▶ TO BE DONE
Could you write out these rows again with every "pixel coordinates" swapped for "x and y coordinates" and nothing else changed?

[Dataset records]
################

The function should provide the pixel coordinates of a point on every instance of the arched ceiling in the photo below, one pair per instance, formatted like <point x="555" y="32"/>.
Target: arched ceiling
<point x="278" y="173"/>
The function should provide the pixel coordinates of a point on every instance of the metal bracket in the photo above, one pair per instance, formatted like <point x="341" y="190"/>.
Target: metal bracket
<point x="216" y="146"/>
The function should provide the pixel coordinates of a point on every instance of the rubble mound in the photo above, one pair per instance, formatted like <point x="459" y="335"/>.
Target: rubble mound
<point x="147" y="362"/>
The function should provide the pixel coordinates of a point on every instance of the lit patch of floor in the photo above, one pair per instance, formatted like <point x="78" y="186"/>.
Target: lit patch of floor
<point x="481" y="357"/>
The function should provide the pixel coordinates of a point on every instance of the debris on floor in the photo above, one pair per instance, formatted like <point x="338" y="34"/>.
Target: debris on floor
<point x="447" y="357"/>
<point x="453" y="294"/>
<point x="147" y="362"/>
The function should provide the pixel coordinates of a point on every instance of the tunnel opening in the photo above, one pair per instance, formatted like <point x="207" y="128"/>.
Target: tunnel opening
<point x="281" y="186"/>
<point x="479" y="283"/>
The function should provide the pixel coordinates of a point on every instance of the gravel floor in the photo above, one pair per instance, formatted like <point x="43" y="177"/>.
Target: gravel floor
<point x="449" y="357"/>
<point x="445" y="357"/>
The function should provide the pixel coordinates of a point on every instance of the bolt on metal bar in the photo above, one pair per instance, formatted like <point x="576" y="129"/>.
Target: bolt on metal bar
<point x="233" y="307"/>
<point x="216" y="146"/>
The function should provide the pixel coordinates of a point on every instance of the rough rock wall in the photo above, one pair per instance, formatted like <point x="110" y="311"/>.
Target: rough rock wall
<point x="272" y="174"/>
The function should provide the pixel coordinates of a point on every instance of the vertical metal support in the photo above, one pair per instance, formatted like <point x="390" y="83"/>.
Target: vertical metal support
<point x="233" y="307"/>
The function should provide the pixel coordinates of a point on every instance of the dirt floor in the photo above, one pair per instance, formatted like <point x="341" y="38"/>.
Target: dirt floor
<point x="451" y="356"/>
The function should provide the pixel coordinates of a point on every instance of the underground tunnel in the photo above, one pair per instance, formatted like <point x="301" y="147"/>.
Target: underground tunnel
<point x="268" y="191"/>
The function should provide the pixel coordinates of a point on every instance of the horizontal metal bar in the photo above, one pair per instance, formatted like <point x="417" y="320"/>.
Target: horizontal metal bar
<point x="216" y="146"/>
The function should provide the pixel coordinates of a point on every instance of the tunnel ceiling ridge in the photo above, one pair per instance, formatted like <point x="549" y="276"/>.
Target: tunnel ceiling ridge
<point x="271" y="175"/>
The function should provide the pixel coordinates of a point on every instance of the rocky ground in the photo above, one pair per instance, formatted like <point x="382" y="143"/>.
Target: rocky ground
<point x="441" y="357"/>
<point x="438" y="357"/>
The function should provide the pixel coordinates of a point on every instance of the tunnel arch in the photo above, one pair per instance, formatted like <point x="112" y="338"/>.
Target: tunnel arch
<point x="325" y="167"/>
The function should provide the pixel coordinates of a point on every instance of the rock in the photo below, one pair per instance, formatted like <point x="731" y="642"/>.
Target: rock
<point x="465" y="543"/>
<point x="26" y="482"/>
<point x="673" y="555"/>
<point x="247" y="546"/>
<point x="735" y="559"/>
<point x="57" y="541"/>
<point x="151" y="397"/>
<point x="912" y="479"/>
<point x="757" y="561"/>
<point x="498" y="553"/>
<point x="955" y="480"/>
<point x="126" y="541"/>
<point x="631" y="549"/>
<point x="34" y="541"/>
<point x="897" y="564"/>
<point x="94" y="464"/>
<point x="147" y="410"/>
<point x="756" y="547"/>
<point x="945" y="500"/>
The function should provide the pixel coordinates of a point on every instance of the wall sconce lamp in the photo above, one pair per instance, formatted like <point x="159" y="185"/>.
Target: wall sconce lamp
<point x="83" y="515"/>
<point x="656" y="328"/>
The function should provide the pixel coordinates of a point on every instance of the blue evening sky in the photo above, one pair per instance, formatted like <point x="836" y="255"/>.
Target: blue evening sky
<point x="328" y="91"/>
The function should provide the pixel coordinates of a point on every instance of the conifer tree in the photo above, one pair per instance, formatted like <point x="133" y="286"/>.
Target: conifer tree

################

▶ CORRECT RESULT
The function should provide the x and y coordinates of a point on every instance of the arched ceiling in the photo below, one pair per instance, formatted like <point x="555" y="32"/>.
Target: arched ceiling
<point x="278" y="173"/>
The function should provide the x and y coordinates of a point on every instance of the metal bracket in the photo above, one pair per instance, formatted like <point x="341" y="190"/>.
Target: metal bracket
<point x="216" y="146"/>
The function should provide the x and y coordinates of a point on every instance of the rubble mound in the photo above, one pair per instance, formatted like <point x="459" y="335"/>.
Target: rubble mound
<point x="147" y="362"/>
The function should provide the x and y coordinates of a point on every instance of the lit patch of floor in the photo above, one pair per instance, formatted like <point x="78" y="186"/>.
Target: lit patch of floor
<point x="481" y="357"/>
The function should provide the x and y coordinates of a point on every instance of the debris on floor in the photo above, one pair per instance, formatted like <point x="338" y="34"/>.
Target: debris on floor
<point x="447" y="357"/>
<point x="453" y="294"/>
<point x="147" y="362"/>
The function should provide the x and y coordinates of a point on every instance of the tunnel opening in the photo above, one pair per instance, formatted like <point x="207" y="128"/>.
Target: tunnel opening
<point x="281" y="186"/>
<point x="479" y="283"/>
The function should provide the x and y coordinates of a point on every instance of the gravel floor in the photo above, one pair per instance, formatted like <point x="43" y="177"/>.
Target: gravel floor
<point x="449" y="357"/>
<point x="445" y="357"/>
The function should provide the x and y coordinates of a point on every instance of the bolt on metal bar in the photo above, one pair per instance, formatted like <point x="576" y="129"/>.
Target: bolt on metal bar
<point x="233" y="307"/>
<point x="216" y="146"/>
The function should provide the x and y coordinates of a point on every instance of the rough rock wall in the photo above, one pair per instance, formatted like <point x="110" y="311"/>.
Target: rough rock wall
<point x="272" y="174"/>
The function should provide the x and y coordinates of a point on every instance of the vertical metal support in the photo above, one pair per instance, formatted like <point x="390" y="83"/>.
Target: vertical metal support
<point x="233" y="307"/>
The function should provide the x and y coordinates of a point on every instance of the dirt floor in the photo above, one pair per instance, formatted like <point x="341" y="38"/>.
Target: dirt floor
<point x="451" y="356"/>
The function should provide the x and y coordinates of a point on every instance of the underground tunnel in the photo above, one pair per instance, formatted like <point x="301" y="147"/>.
Target: underground tunnel
<point x="268" y="191"/>
The function should provide the x and y coordinates of a point on every instance of the horizontal metal bar in the photo above, one pair per instance, formatted like <point x="417" y="320"/>.
Target: horizontal metal bar
<point x="216" y="146"/>
The function should provide the x and y coordinates of a point on every instance of the tunnel ceiling ridge in the photo above, one pair per instance, formatted like <point x="549" y="276"/>.
Target: tunnel ceiling ridge
<point x="271" y="175"/>
The function should provide the x and y coordinates of a point on every instance of the rocky ground in the photo above, one pair per instance, formatted like <point x="382" y="143"/>.
Target: rocky ground
<point x="441" y="357"/>
<point x="438" y="357"/>
The function should provide the x and y coordinates of a point on every instance of the tunnel arch in the photo above, one pair per instance, formatted like <point x="112" y="338"/>.
Target: tunnel arch
<point x="325" y="167"/>
The function should provide the x and y coordinates of a point on every instance of the rock in the photo below, one pair per instance, formatted like <point x="731" y="642"/>.
Target: rock
<point x="465" y="543"/>
<point x="26" y="482"/>
<point x="673" y="555"/>
<point x="247" y="546"/>
<point x="735" y="559"/>
<point x="57" y="541"/>
<point x="151" y="397"/>
<point x="912" y="479"/>
<point x="757" y="561"/>
<point x="498" y="553"/>
<point x="955" y="480"/>
<point x="126" y="541"/>
<point x="631" y="549"/>
<point x="34" y="541"/>
<point x="897" y="564"/>
<point x="94" y="464"/>
<point x="147" y="410"/>
<point x="756" y="547"/>
<point x="945" y="500"/>
The function should provide the x and y coordinates of a point on every instance of the wall sconce lamp in the photo above, one pair per instance, formatted like <point x="159" y="185"/>.
Target: wall sconce lamp
<point x="83" y="515"/>
<point x="656" y="328"/>
The function should provide the x and y coordinates of a point on every instance of the blue evening sky in the photo above, one pair per instance, formatted like <point x="836" y="255"/>.
Target: blue evening sky
<point x="328" y="91"/>
The function should provide the x and y coordinates of a point on every instance of the conifer tree in the photo above, one pair per instance, formatted like <point x="133" y="286"/>.
Target: conifer tree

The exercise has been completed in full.